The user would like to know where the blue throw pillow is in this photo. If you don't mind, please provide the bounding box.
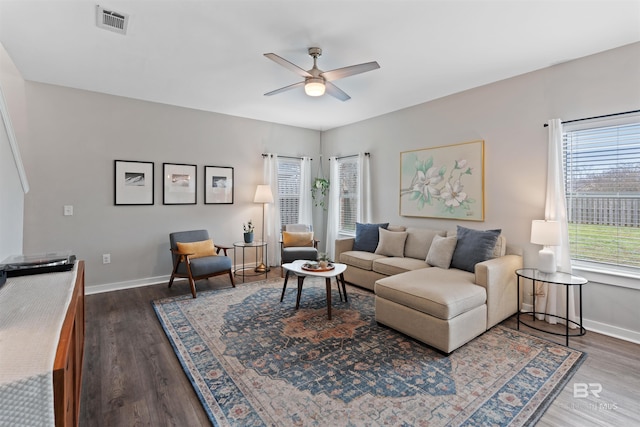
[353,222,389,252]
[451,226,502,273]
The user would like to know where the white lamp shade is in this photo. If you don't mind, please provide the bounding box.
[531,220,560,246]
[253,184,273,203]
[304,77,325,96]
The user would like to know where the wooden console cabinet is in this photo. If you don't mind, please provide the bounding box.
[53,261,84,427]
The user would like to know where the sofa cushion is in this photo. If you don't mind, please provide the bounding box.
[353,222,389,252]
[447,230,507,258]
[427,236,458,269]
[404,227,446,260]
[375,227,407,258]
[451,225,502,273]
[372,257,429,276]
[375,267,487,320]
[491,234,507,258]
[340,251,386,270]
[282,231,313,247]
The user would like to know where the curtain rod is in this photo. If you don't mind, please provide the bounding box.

========

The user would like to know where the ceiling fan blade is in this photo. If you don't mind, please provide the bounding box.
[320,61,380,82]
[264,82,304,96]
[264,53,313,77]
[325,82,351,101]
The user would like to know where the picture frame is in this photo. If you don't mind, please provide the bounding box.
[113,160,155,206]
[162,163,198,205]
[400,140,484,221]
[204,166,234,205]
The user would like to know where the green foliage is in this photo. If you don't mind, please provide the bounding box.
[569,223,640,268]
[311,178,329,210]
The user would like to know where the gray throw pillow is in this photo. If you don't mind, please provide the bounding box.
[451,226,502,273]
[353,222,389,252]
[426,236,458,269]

========

_PROBLEM TO SOLVE:_ Arrange the part of the listing above that opens with the line containing "The user would like to know where the blue" and closes with the line containing "The user would like to know where the curtain" as a JSON list of strings, one string per line with both end lines included and blank lines omitted. Leave the pictures out of the answer.

_REPLY TO THE EXERCISE:_
[
  "The user would like to know where the blue throw pillow is in this photo. If you don't mind, please provide the bounding box.",
  "[353,222,389,252]",
  "[451,226,502,273]",
  "The user would like to know where the white lamp shade is in this photo. If you don't mind, please provide the bounding box.",
  "[531,220,560,246]",
  "[253,184,273,203]",
  "[304,77,325,96]",
  "The user would like to know where the wooden console cabinet is in this photo. If you don't mind, please provide the bounding box.",
  "[53,261,84,427]",
  "The user would like to know where the sofa cushion is in this photo. If you don't mind, please provide the bounding box.",
  "[353,222,389,252]",
  "[447,230,507,258]",
  "[427,236,458,269]",
  "[404,227,446,260]",
  "[375,227,407,258]",
  "[451,225,502,273]",
  "[372,257,429,276]",
  "[375,267,487,320]",
  "[491,234,507,258]",
  "[340,251,386,270]",
  "[282,231,313,247]",
  "The user would like to know where the curtain rod is in this photo. If you don't mind, please provide the bounding box."
]